▸ **Challenge A**
Please copy the Spark scheduler message verbatim between "While on the" and "on this issue.", inclusive.
▸ **Challenge B**
Carry the Spark scheduler message forward from the point where it ends.

▸ **Document passage**
======

Re: Behaviour of operators like Outer Join when using indeterministic joining keys seems to be full of contradictions

Asif Shahid Thu, 13 Feb 2025 19:40:35 -0800

The bugrepro patch , when applied on current master, will show failure with
incorrect results.
While on the PR branch , it will pass.
The number of iterations in the test is 100.


Regards
Asif

On Thu, Feb 13, 2025 at 7:35 PM Asif Shahid <asif.sha...@gmail.com> wrote:

> Hi,
> Following up on this issue.
> The PR opened is:
> 1)https://github.com/apache/spark/pull/49708
> The PR IMO fixes the 3 issues which I have described below.
> The race condition fix requires use of read write lock.
>
> 2) Jira is:
> https://issues.apache.org/jira/browse/SPARK-51016
>
> A checksum approach would result in greater number of retries, I believe:
> There is already mechanism in Expression to identify indeterminism
>
> Anyways, the issues which I think are , multiple, which the opened PR
> addresses.
> 1)  The stage.isIndeterminate is buggy as it is not able to identify
> inDeterminate, and the fix  spans some files like ShuffleDependency, RDD
> etc.
> 2) The race condition in DagScheduler:
>    a) Say a task1 corresponding to Partition P1 of an inDeterminate Stage
> Result fails with Fetch Failure
>    b) The code rightly checks if no previous partitions of result stage
> are successful yet, instead of throwing  Exception by aborting , it decides
> to retry.
>     c) During this window of retry, to check for dependencies and making a
> new attempt initiated by Task1, Task2 corresponding to Partition 2 of
> result stage becomes successful.
>    d) The new attempt, now sees instead of all missing partitions, sees n
> -1.  and  that creates  Data corruption. as it is no longer retrying on all
> partitions.
>
> 3)  The DagSchedulerSuite's test
>      a)    test("SPARK-25341: retry all the succeeding stages when the map
> stage is indeterminate")
>           has following assertion:
>
> assert(failedStages.collect {
>       case stage: ShuffleMapStage if stage.shuffleDep.shuffleId ==
> shuffleId2 => stage
>     }.head.findMissingPartitions() == Seq(0))
>
> If my understanding is right and as seen from the outcome of the opened
> PR, as the ShuffleMapSage is turning out to be inDeterminate, all tasks
> should be retried:
> so the assertion should be , as expected value Seq(0, 1)
>
> b) If  the above #a is valid, then the second test
>       test("SPARK-32923: handle stage failure for indeterminate map stage
> with push-based shuffle") {
> which has assertion:
>
>          assert(failedStages.collect {
>       case stage: ShuffleMapStage if stage.shuffleDep.shuffleId ==
> shuffleId2 => stage
>     }.head.findMissingPartitions() == Seq(0))
>
> should also be instead,  Seq(0, 1)
>
>
> I am also attaching a patch which I was using a basis to debug and fix.
> The patch modifies the source code by using inline code interception and
> tweaks to reproduce the issue of data corruption using a unit test.
>
> And I am also attaching the BugTest which I used.

======

▸ **Entries**

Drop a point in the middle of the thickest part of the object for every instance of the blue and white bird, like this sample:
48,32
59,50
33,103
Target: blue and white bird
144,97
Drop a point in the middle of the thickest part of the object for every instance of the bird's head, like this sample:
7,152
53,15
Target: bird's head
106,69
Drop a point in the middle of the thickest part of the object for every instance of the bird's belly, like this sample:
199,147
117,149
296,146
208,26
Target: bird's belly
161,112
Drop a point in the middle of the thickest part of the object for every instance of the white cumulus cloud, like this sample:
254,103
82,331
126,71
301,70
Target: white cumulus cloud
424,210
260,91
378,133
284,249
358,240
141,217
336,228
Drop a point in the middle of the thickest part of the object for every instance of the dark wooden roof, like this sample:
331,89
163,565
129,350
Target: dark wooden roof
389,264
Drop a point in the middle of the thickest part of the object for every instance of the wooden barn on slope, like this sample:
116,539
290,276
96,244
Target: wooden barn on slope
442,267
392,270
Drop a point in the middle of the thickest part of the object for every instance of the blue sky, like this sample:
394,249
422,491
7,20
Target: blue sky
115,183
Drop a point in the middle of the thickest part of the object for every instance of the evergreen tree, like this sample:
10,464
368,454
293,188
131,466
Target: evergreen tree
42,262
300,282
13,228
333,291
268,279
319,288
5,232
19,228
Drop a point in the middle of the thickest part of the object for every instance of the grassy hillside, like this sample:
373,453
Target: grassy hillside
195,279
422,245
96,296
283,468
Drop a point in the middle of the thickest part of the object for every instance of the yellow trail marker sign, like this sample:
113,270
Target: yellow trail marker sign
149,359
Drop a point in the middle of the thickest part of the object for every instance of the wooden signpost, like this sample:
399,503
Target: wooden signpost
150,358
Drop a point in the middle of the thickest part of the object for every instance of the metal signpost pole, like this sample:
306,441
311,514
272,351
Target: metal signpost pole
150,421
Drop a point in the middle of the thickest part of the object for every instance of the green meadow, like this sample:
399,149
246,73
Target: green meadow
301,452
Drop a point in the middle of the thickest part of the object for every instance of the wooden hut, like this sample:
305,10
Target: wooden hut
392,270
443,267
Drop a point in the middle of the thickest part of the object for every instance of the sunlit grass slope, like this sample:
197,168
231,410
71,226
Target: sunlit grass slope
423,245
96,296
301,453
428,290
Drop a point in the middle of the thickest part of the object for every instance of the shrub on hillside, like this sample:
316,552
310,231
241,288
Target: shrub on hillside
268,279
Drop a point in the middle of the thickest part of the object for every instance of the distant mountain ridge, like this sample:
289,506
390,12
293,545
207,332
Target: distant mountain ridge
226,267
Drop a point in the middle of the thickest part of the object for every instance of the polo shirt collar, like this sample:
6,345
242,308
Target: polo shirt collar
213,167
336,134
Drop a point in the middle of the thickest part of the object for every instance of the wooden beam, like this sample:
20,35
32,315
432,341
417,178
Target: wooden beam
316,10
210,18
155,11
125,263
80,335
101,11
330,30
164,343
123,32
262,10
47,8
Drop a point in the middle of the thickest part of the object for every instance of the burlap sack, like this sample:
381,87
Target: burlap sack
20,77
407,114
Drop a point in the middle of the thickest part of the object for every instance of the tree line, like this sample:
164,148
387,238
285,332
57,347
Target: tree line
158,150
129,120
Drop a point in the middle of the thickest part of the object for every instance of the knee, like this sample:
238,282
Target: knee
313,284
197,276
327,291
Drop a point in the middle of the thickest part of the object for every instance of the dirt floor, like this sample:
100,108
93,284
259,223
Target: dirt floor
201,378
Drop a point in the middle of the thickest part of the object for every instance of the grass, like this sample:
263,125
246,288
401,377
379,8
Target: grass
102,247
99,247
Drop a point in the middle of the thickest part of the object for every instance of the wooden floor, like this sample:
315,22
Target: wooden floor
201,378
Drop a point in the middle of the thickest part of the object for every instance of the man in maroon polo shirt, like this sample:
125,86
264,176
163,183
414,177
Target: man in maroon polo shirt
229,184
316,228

======

▸ **Output A**
While on the PR branch , it will pass.
The number of iterations in the test is 100.


Regards
Asif

On Thu, Feb 13, 2025 at 7:35 PM Asif Shahid <asif.sha...@gmail.com> wrote:

> Hi,
> Following up on this issue.

▸ **Output B**
>
> The test is supposed to pass  if either it encounters exception from spark
> layer,  due to exception
> "Please eliminate the ndeterminacy by checkpointing the RDD before
> repartition and try again"
> or if the results of retry are as expected ( 12 rows along witrh data
> correctness check)
>
> Meanwhile I will try to productize the bug test.
>
> Would appreciate clarification on Test issue #3. And a review of PR, if
> done, would be appreciate much more.
>
> Sanotsh,
> I believe my PR would do a full partition retry ( if the Fetch failed
> happend prior to any other final task being successful, else it will abort
> query throwing Exception). No wrong result. I believe.
> Your review will be much appreciated.
> Regards
> Asif
>
>
> On Thu, Feb 13, 2025 at 4:54 PM Wenchen Fan <cloud0...@gmail.com> wrote:
>
>> > Have identified a race condition , in the current DagSchdeduler code
>> base
>>
>> Does it lead to the failure of full-stage retry? Can you also share your
>> PR so that we can take a closer look?
>>
>> BTW, I'm working with my colleagues on this runtime checksum idea. We
>> have something similar in our internal infra and I think we can create a
>> working solution shortly.
>>
>> On Thu, Feb 13, 2025 at 12:53 PM Santosh Pingale <
>> santosh.ping...@adyen.com> wrote:
>>
>>> > Maybe we should do it at runtime: if Spark retries a shuffle stage but
>>> the data becomes different (e.g. use checksum to check it), then Spark
>>> should retry all the partitions of this stage.
>>>
>>> Having bitten hard recently by this behavior in spark and after having
>>> gone down the rabbit hole to investigate, we should definitely try to
>>> refine and implement this approach. The non-deterministicness is dependent
>>> on several factors, including datatypes of the columns or use of
>>> repartition; it is not easy for the users the reason about this behavior.
>>>
>>> PS: The JIRA that I found and helped me confirm my understanding of the
>>> problem, plus educate internal users and platform team:
>>> https://issues.apache.org/jira/browse/SPARK-38388. Checksum approach
>>> was brought up in that JIRA too and I feel that is the balanced way to look
>>> at this problem.
>>>
>>> Kind regards
>>> Santosh
>>>
>>> On Thu, Feb 13, 2025, 12:41 AM Asif Shahid <asif.sha...@gmail.com>
>>> wrote:
>>>
>>>> Hi,
>>>> Following up on the issue with some information:
>>>> 1) have opened a PR related to fix the isInDeterminate method in Stage
>>>> , RDD etc.
>>>> 2) After tweaking the source code , have been able to reproduce the
>>>> data loss issue reliably, but cannot productize the test, as it requires a
>>>> lot of inline interception and coaxing to induce test failure in a single
>>>> VM unit test. will post a diff of the source code patch and bug test.
>>>> 3) Have identified a race condition , in the current DagSchdeduler code
>>>> base:
>>>>     In the current DagScheduler code, function *handleTaskCompletion, * 
>>>> when
>>>> a task fails, while resubmitting the failure as ResubmitFailedStage, prior
>>>> to submitting, it checks if the shuffle is inDeterminate.   If it is , then
>>>> stage is submitted ONLY IF the ResultStage has ZERO partitions processed.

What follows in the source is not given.